What to work on:
**A)** Reproduce the passage in the news item about the Thatcher portrait from "THE PRINCE of" up to and including "now hangs there.".
**B)** Condense the paragraph of the news item about the Thatcher portrait that begins "Mr Noakes, who attended Downside" into a short list that keeps its main facts.

*** Excerpted text Section Begins ***

THE PRINCE of Wales unveiled Michael Noakes’s new portrait of former prime minister Margaret Thatcher last Wednesday, March 25, commissioned by the Royal Hospital Chelsea.
Mr Noakes, who attended Downside and is a former president of the Society of Catholic Artists, is the only painter to have been given time by Pope Benedict XVI for a portrait commissioned by the Vatican which now hangs there.
The Prince was at the Royal Hospital to open the new Margaret Thatcher Infirmary.
The painting will then be shown in the annual exhibition of the Royal Society of Portrait Painters in the Mall Galleries near Trafalgar Square, with a private view on May 6.

*** Excerpted text Section Ends ***
*** Recorded data Section Begins ***

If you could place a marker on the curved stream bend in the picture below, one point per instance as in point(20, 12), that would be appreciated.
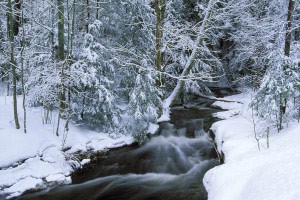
point(169, 166)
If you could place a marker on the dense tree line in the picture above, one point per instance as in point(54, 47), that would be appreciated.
point(118, 65)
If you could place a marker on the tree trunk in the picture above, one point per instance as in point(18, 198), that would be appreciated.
point(87, 20)
point(97, 9)
point(17, 17)
point(22, 74)
point(160, 6)
point(61, 56)
point(12, 61)
point(189, 64)
point(287, 49)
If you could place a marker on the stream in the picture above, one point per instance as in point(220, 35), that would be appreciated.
point(169, 166)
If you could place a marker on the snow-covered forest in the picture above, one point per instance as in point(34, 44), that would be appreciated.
point(80, 79)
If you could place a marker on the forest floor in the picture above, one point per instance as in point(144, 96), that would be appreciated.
point(249, 173)
point(39, 158)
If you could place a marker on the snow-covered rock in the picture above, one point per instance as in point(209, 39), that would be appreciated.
point(249, 173)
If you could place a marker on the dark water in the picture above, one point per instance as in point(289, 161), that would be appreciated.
point(169, 166)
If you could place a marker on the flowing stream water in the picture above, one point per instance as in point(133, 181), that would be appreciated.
point(169, 166)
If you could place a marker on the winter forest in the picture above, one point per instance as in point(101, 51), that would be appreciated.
point(150, 99)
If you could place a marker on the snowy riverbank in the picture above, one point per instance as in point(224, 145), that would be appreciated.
point(37, 159)
point(248, 173)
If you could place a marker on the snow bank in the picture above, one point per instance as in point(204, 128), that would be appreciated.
point(269, 174)
point(37, 159)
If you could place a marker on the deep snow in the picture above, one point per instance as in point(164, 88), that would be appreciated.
point(38, 159)
point(248, 173)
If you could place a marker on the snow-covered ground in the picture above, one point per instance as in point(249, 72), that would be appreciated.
point(249, 173)
point(37, 159)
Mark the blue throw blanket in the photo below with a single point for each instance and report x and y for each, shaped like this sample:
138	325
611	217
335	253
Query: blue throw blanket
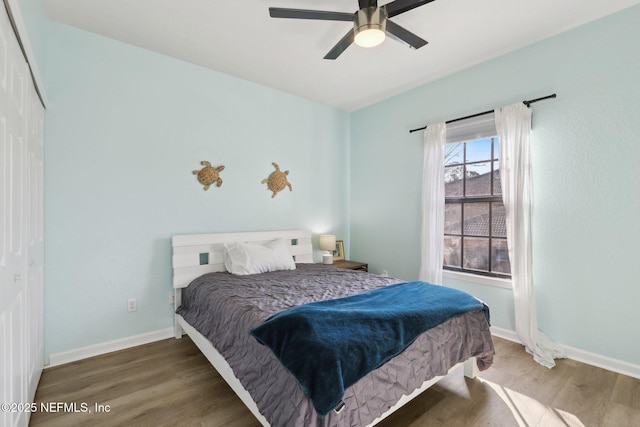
329	345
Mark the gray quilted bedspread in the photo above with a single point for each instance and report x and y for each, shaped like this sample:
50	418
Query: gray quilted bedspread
224	308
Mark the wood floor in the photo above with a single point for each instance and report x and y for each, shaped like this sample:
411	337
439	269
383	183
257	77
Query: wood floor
169	383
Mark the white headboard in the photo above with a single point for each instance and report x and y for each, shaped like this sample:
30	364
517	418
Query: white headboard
198	254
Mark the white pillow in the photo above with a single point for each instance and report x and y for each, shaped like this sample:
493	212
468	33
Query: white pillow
250	258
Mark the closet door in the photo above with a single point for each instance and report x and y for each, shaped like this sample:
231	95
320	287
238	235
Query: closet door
20	231
35	241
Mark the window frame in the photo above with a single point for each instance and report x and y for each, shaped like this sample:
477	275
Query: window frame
496	278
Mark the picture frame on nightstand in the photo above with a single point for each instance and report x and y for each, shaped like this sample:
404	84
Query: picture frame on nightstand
338	253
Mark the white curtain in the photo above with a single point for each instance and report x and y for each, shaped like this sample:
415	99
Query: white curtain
513	124
432	235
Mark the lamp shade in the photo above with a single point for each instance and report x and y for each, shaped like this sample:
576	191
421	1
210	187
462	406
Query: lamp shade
369	26
328	242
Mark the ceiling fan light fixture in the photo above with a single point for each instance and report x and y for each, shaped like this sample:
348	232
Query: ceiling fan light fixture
369	26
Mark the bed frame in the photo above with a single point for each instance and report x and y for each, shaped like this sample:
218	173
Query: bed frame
198	254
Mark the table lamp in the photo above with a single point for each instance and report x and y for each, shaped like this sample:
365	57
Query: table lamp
327	243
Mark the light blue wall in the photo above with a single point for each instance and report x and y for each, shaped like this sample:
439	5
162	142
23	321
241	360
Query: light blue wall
586	153
125	128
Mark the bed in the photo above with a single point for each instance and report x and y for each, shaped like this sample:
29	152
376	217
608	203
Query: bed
268	389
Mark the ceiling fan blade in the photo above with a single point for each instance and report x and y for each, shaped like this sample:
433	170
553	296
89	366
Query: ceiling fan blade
367	3
403	35
401	6
278	12
341	46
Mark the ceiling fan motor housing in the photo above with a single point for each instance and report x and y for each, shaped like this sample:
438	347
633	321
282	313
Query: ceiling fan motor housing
367	21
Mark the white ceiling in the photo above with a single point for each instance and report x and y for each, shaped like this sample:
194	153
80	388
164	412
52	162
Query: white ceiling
239	38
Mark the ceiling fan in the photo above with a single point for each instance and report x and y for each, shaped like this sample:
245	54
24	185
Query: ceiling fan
370	23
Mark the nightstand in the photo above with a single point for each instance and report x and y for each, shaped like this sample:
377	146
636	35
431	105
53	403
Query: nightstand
351	265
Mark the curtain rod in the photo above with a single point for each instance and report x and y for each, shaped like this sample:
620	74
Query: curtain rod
531	101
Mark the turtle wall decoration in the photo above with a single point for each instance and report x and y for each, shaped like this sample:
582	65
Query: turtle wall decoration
277	181
209	175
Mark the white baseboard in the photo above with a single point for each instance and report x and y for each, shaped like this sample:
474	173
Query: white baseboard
108	347
604	362
619	366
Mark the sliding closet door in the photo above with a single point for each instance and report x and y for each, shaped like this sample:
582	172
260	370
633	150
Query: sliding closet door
21	243
35	241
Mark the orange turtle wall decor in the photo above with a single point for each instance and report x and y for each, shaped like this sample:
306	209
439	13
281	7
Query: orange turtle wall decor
277	181
209	175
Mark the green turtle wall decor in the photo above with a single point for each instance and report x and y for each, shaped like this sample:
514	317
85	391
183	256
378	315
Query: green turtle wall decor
209	175
277	181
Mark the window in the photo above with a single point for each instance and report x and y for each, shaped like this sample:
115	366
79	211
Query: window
475	238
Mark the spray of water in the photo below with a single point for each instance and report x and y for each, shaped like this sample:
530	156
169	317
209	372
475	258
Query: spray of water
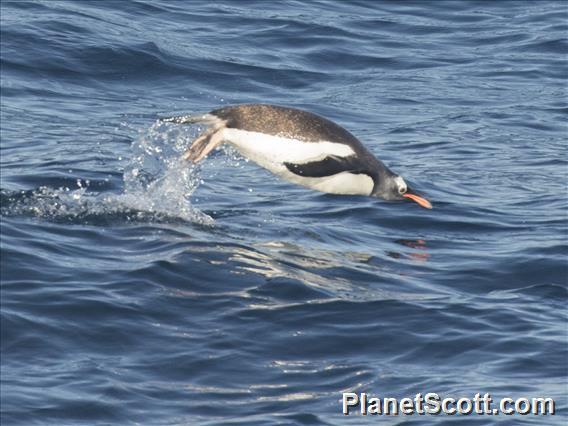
157	186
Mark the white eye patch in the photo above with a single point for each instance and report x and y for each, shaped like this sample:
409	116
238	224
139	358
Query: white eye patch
401	185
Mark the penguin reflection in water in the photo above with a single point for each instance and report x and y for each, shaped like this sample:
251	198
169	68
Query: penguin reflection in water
300	147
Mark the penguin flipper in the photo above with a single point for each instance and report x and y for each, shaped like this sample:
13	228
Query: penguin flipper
330	165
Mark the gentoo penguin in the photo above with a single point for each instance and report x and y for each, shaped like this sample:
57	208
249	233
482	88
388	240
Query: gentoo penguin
301	147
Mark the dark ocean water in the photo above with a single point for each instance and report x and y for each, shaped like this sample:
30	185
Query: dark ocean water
136	290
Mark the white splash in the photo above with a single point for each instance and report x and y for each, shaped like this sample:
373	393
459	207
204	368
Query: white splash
157	186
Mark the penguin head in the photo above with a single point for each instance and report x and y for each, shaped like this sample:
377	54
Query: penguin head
391	186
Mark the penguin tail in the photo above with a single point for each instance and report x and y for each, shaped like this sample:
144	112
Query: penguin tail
203	145
207	141
208	119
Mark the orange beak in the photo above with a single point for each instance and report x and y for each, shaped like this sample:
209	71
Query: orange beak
422	201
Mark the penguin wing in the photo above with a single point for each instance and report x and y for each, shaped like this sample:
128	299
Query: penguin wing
329	166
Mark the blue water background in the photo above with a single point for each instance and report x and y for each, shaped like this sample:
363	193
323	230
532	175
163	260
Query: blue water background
136	290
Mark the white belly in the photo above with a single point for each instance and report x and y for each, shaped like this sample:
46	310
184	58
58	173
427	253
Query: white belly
271	152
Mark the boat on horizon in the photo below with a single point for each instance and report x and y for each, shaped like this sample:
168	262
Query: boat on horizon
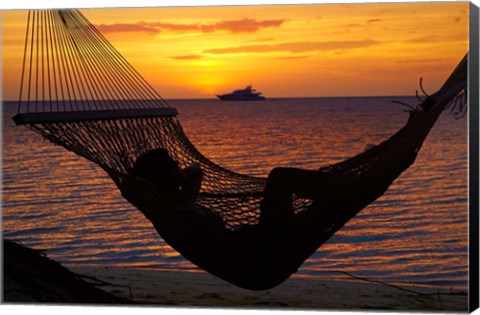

*** Recorded data Section Ends ***

Answers by task:
**A)**
THE PRINCE of Wales unveiled Michael Noakes’s new portrait of former prime minister Margaret Thatcher last Wednesday, March 25, commissioned by the Royal Hospital Chelsea.
Mr Noakes, who attended Downside and is a former president of the Society of Catholic Artists, is the only painter to have been given time by Pope Benedict XVI for a portrait commissioned by the Vatican which now hangs there.

**B)**
- Mr Noakes attended Downside.
- He is a former president of the Society of Catholic Artists.
- He is the only painter given time by Pope Benedict XVI for a Vatican-commissioned portrait.
- That portrait now hangs in the Vatican.